→ **Directive 1**:
In the article on indexed universal life insurance, what nickname is IUL often given?
→ **Directive 2**:
Continue the article on indexed universal life insurance, starting right after its final sentence.

→ **Provided text**:

Indexed universal life insurance won’t be necessary once you retire.” This is a common phrase in the financial business. You are unlikely to need a life insurance policy after you start receiving retirement income because you have been such a responsible saver and wise investor.

However, there are four compelling reasons why you might want some indexed universal life (IUL) insurance for retirement in your portfolio, even if you don’t need it.

1. IUL as a Retirement Risk Diversifier

Although indexed universal life is not fully uncorrelated to the stock market, it features a unique growth approach that allows you to participate in the stock market without taking on stock market risk. This means that IUL provides a contractual 0% floor, safeguarding against losses in bear markets. So if the S&P 500 has a negative return, you get 0%. IUL can generate double-digit returns during bull market years by tracking the S&P 500 index.

Suppose the market crashes, and you have a portion of your retirement assets dedicated to indexed universal life insurance. You might take your emergency income needs from your IUL policy, allowing your equities and mutual fund accounts to recover. In a falling market, you will have to redeem more shares of your stocks or mutual funds to maintain your current way of living.

2. IUL as a Retirement Tax Shelter

Many high-income earners are unaware that the tax status of indexed universal life is quite similar to that of a Roth account but without all the restrictions to entry. Because there are no high-income constraints and no $5,500 annual ceiling on contributions, IUL is often termed “the Roth of the rich.”

So, while you may not need indexed universal life insurance after retirement, you will most likely desire it for tax benefits.

As tax rates fluctuate due to the many regimes in Congress during your retirement, what if you could “time your tax” by adjusting the number of taxable retirement payments you want each year?

Consider taking money from taxable sources until you hit those bad tax brackets, then supplementing the rest of your chosen lifestyle with indexed universal life’s tax-free dividends.

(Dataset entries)
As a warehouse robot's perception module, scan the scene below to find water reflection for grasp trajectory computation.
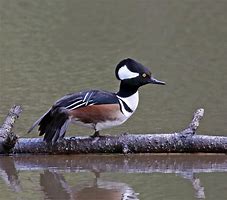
[0,155,227,200]
[40,170,137,200]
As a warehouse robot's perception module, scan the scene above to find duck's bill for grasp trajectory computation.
[150,77,166,85]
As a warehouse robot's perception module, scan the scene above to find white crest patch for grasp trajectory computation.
[118,65,139,80]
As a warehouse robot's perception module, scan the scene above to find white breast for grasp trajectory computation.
[117,91,139,118]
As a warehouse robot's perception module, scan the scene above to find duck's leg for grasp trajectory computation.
[92,131,100,137]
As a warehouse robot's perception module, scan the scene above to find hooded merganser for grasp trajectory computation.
[28,58,165,143]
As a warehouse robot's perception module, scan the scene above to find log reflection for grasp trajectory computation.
[0,154,227,199]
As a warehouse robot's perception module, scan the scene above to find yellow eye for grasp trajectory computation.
[142,73,147,78]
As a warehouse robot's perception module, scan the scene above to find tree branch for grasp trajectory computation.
[0,105,227,154]
[0,105,22,153]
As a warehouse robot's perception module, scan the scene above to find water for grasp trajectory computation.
[0,0,227,199]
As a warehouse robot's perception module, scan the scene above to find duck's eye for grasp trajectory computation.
[142,73,147,78]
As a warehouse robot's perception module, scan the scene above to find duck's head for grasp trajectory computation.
[115,58,165,87]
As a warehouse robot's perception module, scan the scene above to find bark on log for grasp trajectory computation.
[0,105,22,153]
[0,106,227,154]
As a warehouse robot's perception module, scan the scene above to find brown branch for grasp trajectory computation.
[1,106,227,154]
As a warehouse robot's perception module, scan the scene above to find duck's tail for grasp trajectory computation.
[28,107,70,144]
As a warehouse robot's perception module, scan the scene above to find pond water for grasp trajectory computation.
[0,0,227,200]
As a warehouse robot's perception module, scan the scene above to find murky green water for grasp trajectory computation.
[0,0,227,200]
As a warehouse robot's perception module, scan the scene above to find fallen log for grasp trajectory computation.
[0,105,22,153]
[0,105,227,154]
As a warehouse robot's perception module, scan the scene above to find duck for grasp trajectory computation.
[28,58,165,144]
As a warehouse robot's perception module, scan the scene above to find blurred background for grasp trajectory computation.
[0,0,227,200]
[0,0,227,136]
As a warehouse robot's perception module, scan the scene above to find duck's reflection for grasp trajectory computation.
[0,155,227,200]
[0,157,21,192]
[40,170,138,200]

→ **Written response 1**:
IUL is often called "the Roth of the rich."

→ **Written response 2**:
The higher the tax rates for the wealthy, the more you will wish you had assets set up for IUL. Even though “tax reform” has occurred, decreasing all tax levels slightly, keep in mind that we are still 20 trillion dollars in debt, and gravity will cause the pendulum to swing back the other way.

Either you can plan, or you can react and change.

3. IUL for Retirement Death Benefit

When consumers are informed about the particular tax and risk-management characteristics of IUL, the death benefit is frequently the least enticing element. However, in retirement planning, you should not overlook the value of a permanent death benefit.

This is what it means:

Suppose you had a guaranteed accounts-receivable that your heirs would receive tax-free upon death. Wouldn’t you be more likely to draw down your retirement savings while still alive?

You would, of course!

A permanent death benefit permits you to use other assets in your portfolio more aggressively. Even if you deplete all of your other accounts just before your life expectancy, there will be a large amount of cash value available inside your indexed universal life policy for retirement income. Not to mention that you would have a larger tax-free death benefit to replace the portion of your nest egg.

What if you became chronically unwell or severely injured?

In retirement, one in two people will need “Long-Term Care,” whether that’s provided in a facility or the individual’s own home.

You may be able to legally collect the tax-free death benefit even if you are still alive, thanks to some indexed universal life plans’ unique riders or policy clauses.

These clauses are becoming more common in indexed universal life; however, the specifics will vary by plan and insurer.

4. IUL as a Better Pre-Retirement Liquidity Holding Tank

Everyone requires a certain amount of safe and liquid cash reserves, especially when approaching retirement.

Real estate investors and business owners likely have much more cash on hand than is now in the stock market. Even with W-2 employees, the general rule is to have six to twelve months of costs in cash. You can then draw on your reserves without fear of incurring any losses.

Contact Information:
Email: [email protected]
Phone: 7705402211

Bio:
Mack Hales has spent the past 4 decades helping clients prepare for retirement and manage their finances successfully. He also works with strategies that help clients put away much more money for their retirement than they could in an IRA or even a 401k. We involve the client’s CPA and/or their tax attorney to be sure the programs meet the proper tax codes.

Mack works with Federal Employees to help them establish the right path before and after retirement. The goal is to help the client retire worry-free with as much tax-free income as possible and no worries about money at risk of market loss during retirement.

Mack has resided in Gainesville, GA since 1983, so this is considered home. Mack is married to his wife of 51 years, has two boys and five grandchildren.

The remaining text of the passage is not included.